** Start of The input **
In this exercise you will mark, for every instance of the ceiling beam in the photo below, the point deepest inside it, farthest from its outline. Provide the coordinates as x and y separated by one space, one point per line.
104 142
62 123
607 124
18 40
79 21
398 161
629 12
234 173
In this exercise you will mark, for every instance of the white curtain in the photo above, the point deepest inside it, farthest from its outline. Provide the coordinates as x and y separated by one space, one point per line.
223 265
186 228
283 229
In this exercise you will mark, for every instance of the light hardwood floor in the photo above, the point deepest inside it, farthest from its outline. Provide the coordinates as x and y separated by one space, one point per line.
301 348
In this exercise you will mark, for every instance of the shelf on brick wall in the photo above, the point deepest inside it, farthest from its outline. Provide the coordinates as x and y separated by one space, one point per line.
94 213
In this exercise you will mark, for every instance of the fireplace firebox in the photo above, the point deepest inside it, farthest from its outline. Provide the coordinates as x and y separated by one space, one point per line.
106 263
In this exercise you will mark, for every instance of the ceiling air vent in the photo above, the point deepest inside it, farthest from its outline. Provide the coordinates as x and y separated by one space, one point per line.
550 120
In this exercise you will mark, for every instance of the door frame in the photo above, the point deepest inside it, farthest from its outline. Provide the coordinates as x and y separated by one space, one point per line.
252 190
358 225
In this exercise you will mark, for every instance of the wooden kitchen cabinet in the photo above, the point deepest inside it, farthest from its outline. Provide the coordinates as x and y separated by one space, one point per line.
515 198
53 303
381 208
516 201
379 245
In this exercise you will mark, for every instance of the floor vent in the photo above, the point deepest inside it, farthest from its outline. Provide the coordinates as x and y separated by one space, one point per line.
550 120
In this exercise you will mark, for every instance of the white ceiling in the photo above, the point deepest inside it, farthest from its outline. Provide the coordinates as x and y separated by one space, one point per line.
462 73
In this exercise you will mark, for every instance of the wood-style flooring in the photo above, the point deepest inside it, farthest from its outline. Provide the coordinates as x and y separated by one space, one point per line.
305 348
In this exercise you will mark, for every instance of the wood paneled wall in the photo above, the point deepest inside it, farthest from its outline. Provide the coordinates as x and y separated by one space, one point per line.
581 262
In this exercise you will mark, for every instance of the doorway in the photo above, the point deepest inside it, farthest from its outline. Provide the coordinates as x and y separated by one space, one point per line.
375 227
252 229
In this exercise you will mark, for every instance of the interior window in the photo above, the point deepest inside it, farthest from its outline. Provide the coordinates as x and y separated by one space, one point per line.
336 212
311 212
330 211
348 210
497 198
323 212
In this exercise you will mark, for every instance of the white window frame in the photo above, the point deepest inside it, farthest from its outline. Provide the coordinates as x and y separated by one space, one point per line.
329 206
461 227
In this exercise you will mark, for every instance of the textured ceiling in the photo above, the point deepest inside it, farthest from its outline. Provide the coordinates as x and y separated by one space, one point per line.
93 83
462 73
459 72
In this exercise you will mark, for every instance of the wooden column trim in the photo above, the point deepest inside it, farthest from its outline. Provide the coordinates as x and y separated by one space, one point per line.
** End of The input **
> What you are asked to do:
Copy out every row above, substituting "most distant from its edge" for "farthest from its outline" wherever it occurs and leaving the rest untouched.

> Result of this exercise:
In this exercise you will mark, for every instance of the ceiling beam in the photo below, the point deepest inside it, most distant from its edge. Provide the coordinates as x and y separated by one space, one point per line.
104 142
62 123
607 124
18 40
79 21
398 161
629 12
234 173
In this exercise you will mark, for every instance of the white curtain in the photo above, the point deepest inside it, most distant from its edge. Provide the coordinates as x and y separated by one space, one point per line.
223 265
186 228
283 229
In this exercise you will mark, for every instance of the light hardwood floor in the photo above, the point deepest inside it, most distant from its edge. Provide the coordinates as x and y separated by one space, one point per line.
301 348
In this exercise you will mark, for every instance of the shelf on brick wall in the photo above, the point deepest inside it, most distant from its edge. Provide the coordinates as x and y separated by one space, one point per line.
94 213
In this exercise you will mark, for every instance of the fireplace firebox in the photo above, the point deepest inside it, most distant from its edge. Provide the coordinates as x and y separated by one space, one point per line.
106 263
In this exercise you will mark, for every instance of the ceiling air vent in the photo above, the point deepest inside it, most distant from its edge. Provide the coordinates as x and y separated by one space, one point per line.
550 120
In this exercise you will mark, for every instance of the door frame in the photo above, the point deepest inside it, most distant from its edge. Provide the coordinates as x and y separated by one space, one point per line.
252 190
358 225
In this exercise you will mark, for every instance of the wooden kitchen cabinet in the photo above, the point deepest inside it, most distant from its edge. Provide the coordinates as x and y separated by one space, one point per line.
515 198
53 303
381 208
516 201
379 245
In this exercise you will mark, for every instance of the floor vent in the photo above, the point deepest inside it, most distant from its edge. Provide the coordinates as x and y separated by one space, one point per line.
550 120
In this exercise you will mark, for every instance of the white ceiling in the photo above, the point deepest inside it, most distant from its edge. Provide the coordinates as x and y separated by one space, one point per line.
462 73
In this exercise you will mark, for every instance of the wood-style flooring in the photo above, the point deepest inside it, most distant from its edge. Provide the coordinates as x and y separated by one space, one point per line.
305 348
In this exercise you will mark, for every instance of the wood paneled wall in the photo above, the point deepest inside it, most distant from its edge. Provide the coordinates as x and y separated by one space, one point per line.
581 262
In this exercise you will mark, for every instance of the doorway in the photo above, the point deepest inside it, most distant from its edge. Provide the coordinates as x and y separated by one space, one point per line.
375 227
252 229
In this exercise you will mark, for every instance of the interior window in the photo above, the point deepest inside it, most distant from its edge. Provide the coordinates as x and y separated by one space, one point per line.
336 212
311 212
330 211
348 210
497 198
323 212
In this exercise you will mark, for every instance of the white window frame in the photo above, the point deepest inside it, most distant from its edge. Provide the coordinates as x and y separated by one space, one point per line.
329 206
461 227
In this exercise you will mark, for every instance of the textured ceiling in the photo above, the point deepest inside it, most distant from its edge. Provide the coordinates as x and y separated by one space, one point per line.
93 83
462 73
459 72
In this exercise you will mark, for every instance of the wooden column trim in the photo above, the point deepest inside it, most distant from its edge. Provide the coordinates as x and y separated by one space, one point per line.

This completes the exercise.